→ PASSAGE SHOWN
+ + + + +

As a firm’s competitors alter their products and consumers’ preferences evolve, it may become necessary for the firm to introduce new products or update a product design. This often involves discovering consumer preferences for various product attributes as they evolve over time. Such a discovery process may involve an individualistic learning mechanism such as innovation or a social and interactive one such as imitation. The academic community is no different from the marketplace in this regard. A scientist’s search for the solution to a major scientific problem is driven by both the individual and social learning processes in which progress is made through exploration by oneself and exploitation of discoveries made by others:
Sometimes scientists modify their cognitive states as results of asocial interactions, sometimes they change their minds through social exchanges. The obvious exemplars for the former are the solitary experimentalist at work with apparatus and samples and the lone field observer attending to the organisms—although I shall also take encounters with nature to cover those occasions on which scientists reflect, constructing chains of reasoning that modify their commitments. Paradigm cases of conversations with peers are those episodes in which one scientist is told something by another (and believe it) or when a change in commitment is caused by the reading of a text. The point of the distinction is evidently to separate those episodes that (very roughly) consist in finding things out for oneself from those in which one relies on others.
[Kitcher [3]:60]
Whether the participants in the search process are motivated by profits or the recognition of the peers, the specific learning mechanisms used by the individuals and how these mechanisms mutually interact with one another can influence the growth in the stock of knowledge that is available for all participants. Our objective in this paper is to investigate how the individual choices of learning mechanisms coevolve in such a setting where the social aspect of the learning process is a prominent feature.
We employ a computational model which entails a population of autonomous agents whose objective is to find solutions to a stream of possibly related problems arriving over time. An individual’s search for solutions is driven by her choice of a learning mechanism each period. We consider two distinct learning mechanisms—individual learning (innovation) and social learning (imitation). The choice between the two learning modes is probabilistic, where the probability of choosing a given mode is adjusted over time by each agent on the basis of reinforcement learning. The agents are homogeneous in terms of their innate abilities to engage in the two modes of learning. They also operate in identical environments and face the same series of problems: The population may be most usefully considered as that of the members of a single organization who work toward a common goal in a shared environment. In this setting, we examine the long-run time paths of the endogenous probabilities with which the agents choose the two learning mechanisms.
Individual learning entails the solitary act of exploration, through which an agent comes upon a serendipitous discovery of her own without any external influence. In contrast, social learning relies strictly on the agent’s social network, whereby another agent in the network is selected for observation and an idea of hers is considered for direct copying. The structure of each agent’s social network—in terms of the probabilities with which a given agent observes all other agents—evolves over time on the basis of how effective it has been in facilitating the search for the solution. The coevolving social networks of all agents in the population then determine the relative benefits to individual agents of using one or the other of the two alternative learning mechanisms, which, in turn, guide the evolution of the choice probabilities through reinforcement learning.

+ + + + +

→ WHAT IS NEEDED
Please quote everything in the passage on innovation and imitation from "[Kitcher [3]:60]" down to "a prominent feature.", word for word.

+ + + + +

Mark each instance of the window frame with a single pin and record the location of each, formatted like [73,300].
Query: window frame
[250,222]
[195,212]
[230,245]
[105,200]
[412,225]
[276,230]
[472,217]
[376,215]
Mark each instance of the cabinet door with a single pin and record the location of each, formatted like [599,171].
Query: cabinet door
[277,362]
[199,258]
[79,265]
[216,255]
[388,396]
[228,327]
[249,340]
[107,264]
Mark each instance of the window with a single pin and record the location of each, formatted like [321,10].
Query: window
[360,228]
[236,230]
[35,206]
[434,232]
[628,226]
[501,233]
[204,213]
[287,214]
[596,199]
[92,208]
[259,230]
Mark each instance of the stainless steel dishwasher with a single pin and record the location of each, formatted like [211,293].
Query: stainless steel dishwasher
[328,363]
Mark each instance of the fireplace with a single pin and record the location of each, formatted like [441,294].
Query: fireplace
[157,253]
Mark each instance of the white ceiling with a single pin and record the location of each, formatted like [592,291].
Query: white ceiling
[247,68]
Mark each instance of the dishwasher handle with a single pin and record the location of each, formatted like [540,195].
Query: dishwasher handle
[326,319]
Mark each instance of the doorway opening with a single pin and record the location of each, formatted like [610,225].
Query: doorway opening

+ + + + +

→ RESULT BELOW
[Kitcher [3]:60]
Whether the participants in the search process are motivated by profits or the recognition of the peers, the specific learning mechanisms used by the individuals and how these mechanisms mutually interact with one another can influence the growth in the stock of knowledge that is available for all participants. Our objective in this paper is to investigate how the individual choices of learning mechanisms coevolve in such a setting where the social aspect of the learning process is a prominent feature.